— Task requirements —
Retype the material, please. Every line must match.

— Source data —

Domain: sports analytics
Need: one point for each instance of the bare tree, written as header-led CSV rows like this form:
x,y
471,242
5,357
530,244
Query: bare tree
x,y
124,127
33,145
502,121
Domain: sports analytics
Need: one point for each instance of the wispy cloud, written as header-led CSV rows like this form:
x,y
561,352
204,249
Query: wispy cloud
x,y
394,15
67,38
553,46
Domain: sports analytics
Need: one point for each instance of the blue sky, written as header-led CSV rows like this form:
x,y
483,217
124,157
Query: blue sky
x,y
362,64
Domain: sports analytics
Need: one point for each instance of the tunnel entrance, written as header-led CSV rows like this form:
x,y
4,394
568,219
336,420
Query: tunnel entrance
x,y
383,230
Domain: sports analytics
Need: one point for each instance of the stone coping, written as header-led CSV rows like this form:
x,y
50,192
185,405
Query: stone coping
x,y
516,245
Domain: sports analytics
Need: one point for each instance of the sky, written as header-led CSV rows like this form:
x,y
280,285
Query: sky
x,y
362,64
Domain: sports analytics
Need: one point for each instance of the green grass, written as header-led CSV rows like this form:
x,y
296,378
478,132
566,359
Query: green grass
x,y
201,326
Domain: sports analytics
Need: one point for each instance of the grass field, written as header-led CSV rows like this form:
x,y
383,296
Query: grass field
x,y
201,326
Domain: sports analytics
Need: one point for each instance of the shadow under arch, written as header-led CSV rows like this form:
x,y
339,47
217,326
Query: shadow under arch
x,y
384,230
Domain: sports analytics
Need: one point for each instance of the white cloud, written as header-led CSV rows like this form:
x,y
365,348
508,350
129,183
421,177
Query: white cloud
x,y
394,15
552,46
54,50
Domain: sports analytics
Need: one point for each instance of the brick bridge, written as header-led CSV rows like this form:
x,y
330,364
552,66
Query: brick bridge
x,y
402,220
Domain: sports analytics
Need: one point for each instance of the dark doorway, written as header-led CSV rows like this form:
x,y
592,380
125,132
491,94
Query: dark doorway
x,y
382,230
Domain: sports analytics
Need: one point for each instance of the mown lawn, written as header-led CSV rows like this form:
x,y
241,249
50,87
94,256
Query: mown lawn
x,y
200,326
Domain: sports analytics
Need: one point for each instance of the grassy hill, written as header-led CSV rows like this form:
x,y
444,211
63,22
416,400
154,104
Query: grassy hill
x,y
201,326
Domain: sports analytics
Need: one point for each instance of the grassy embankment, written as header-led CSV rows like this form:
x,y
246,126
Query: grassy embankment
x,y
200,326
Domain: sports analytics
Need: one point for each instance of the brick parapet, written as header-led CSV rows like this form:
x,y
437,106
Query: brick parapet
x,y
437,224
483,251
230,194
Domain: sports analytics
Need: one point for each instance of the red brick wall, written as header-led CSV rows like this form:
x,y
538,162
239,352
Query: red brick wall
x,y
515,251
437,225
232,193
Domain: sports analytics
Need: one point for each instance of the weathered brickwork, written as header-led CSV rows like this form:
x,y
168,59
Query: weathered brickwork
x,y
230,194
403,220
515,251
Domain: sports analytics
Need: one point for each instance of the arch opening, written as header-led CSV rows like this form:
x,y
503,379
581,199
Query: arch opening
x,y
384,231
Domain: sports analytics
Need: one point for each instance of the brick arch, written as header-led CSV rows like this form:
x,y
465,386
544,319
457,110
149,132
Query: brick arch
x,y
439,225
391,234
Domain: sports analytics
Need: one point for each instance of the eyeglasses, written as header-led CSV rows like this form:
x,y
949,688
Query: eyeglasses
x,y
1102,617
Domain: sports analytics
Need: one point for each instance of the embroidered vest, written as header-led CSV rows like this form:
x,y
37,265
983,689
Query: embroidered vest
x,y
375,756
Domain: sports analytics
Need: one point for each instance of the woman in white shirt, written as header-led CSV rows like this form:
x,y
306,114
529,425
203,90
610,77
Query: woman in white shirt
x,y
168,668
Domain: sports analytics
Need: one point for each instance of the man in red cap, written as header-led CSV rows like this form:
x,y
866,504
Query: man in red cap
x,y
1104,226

— Completed task —
Domain: sports analytics
Need: one point for each instance of the bare tree, written as header-led CSV rows like this form:
x,y
471,242
5,357
530,244
Query: bare tree
x,y
124,127
33,145
502,121
Domain: sports analytics
Need: one point for each instance of the wispy cloud, written as header-led CSV rows like this form:
x,y
561,352
204,249
Query: wispy cloud
x,y
394,15
67,38
553,46
Domain: sports analytics
Need: one point for each instance of the blue sky, written as header-led CSV rows like this form:
x,y
483,217
124,157
Query: blue sky
x,y
362,64
Domain: sports analytics
Need: one point for each instance of the tunnel entrance, written as header-led CSV rows like this form:
x,y
4,394
568,219
336,420
Query: tunnel entrance
x,y
383,230
Domain: sports analytics
Need: one point for each instance of the stone coping, written as header-led CSV rows like this form:
x,y
50,192
185,405
Query: stone coping
x,y
516,245
Domain: sports analytics
Need: one point for each instance of the sky, written as header-led CSV rows like this form:
x,y
280,285
Query: sky
x,y
362,64
Domain: sports analytics
Need: one point for each instance of the green grass, written as header-led CSV rows like this form:
x,y
296,378
478,132
566,359
Query: green grass
x,y
201,326
Domain: sports analytics
Need: one point for each instance of the grass field, written as header-led CSV rows like this form:
x,y
383,296
Query: grass field
x,y
201,326
Domain: sports analytics
Need: one point for each instance of the shadow under arch, written as header-led CSV rows like this form:
x,y
339,47
217,326
Query: shadow under arch
x,y
384,230
Domain: sports analytics
Need: one point for each instance of the white cloud, written as header-led CSV rows like this form:
x,y
365,348
508,350
129,183
421,177
Query: white cloud
x,y
394,15
552,46
54,50
Domain: sports analytics
Need: one point for each instance of the brick bridge, written as header-led CSV rows like this form:
x,y
330,364
552,66
Query: brick bridge
x,y
402,220
Domain: sports analytics
Need: one point for each instance of the dark doorway, written as header-led CSV rows like this form:
x,y
592,380
125,132
491,94
Query: dark doorway
x,y
382,230
Domain: sports analytics
Need: one point for each instance of the mown lawn, written as header-led CSV rows like this form:
x,y
241,249
50,87
94,256
Query: mown lawn
x,y
200,326
Domain: sports analytics
Need: one point for each instance of the grassy hill, written as header-led CSV rows like this form:
x,y
444,211
63,22
416,400
154,104
Query: grassy hill
x,y
201,326
Domain: sports analytics
Need: one point for each instance of the grassy embankment, written as header-led CSV rows like this form:
x,y
246,126
Query: grassy embankment
x,y
200,326
Domain: sports analytics
Need: one point for each instance of the brick parapet, written as header-led CSV rows like this form:
x,y
437,106
Query: brick parapet
x,y
437,224
483,251
230,194
Domain: sports analytics
Need: one point for each instance of the red brick wall, written as header-led CSV rows like this form:
x,y
538,162
239,352
Query: red brick wall
x,y
515,251
437,225
232,193
Domain: sports analytics
Need: one point for each instance of the weathered brickwork, written as header-led CSV rows like this form:
x,y
168,59
Query: weathered brickwork
x,y
230,194
403,220
515,251
Domain: sports analytics
Need: one point for each instance of the arch opening, written as header-led CSV rows like this form:
x,y
503,379
581,199
Query: arch opening
x,y
384,231
Domain: sports analytics
Need: one point for each instance of the brick arch, written as header-led CSV rows like this form:
x,y
465,386
544,319
457,110
149,132
Query: brick arch
x,y
439,225
391,234
Domain: sports analytics
Need: one point for each instance of the eyeglasses, written as header-led CSV rows like this form:
x,y
949,688
Query: eyeglasses
x,y
1102,617
Domain: sports analytics
Need: one point for each instance of the embroidered vest, written as header-led CSV rows like this form:
x,y
37,265
983,689
Query: embroidered vest
x,y
375,756
Domain: sports analytics
Need: one point for each instance of the woman in white shirt, written as header-led CSV rows like this form:
x,y
306,114
529,425
203,90
610,77
Query: woman in white shirt
x,y
168,668
Domain: sports analytics
Need: one point for each instance of the man in red cap, written as header-led CSV rows like this form:
x,y
866,504
Query: man in red cap
x,y
1104,226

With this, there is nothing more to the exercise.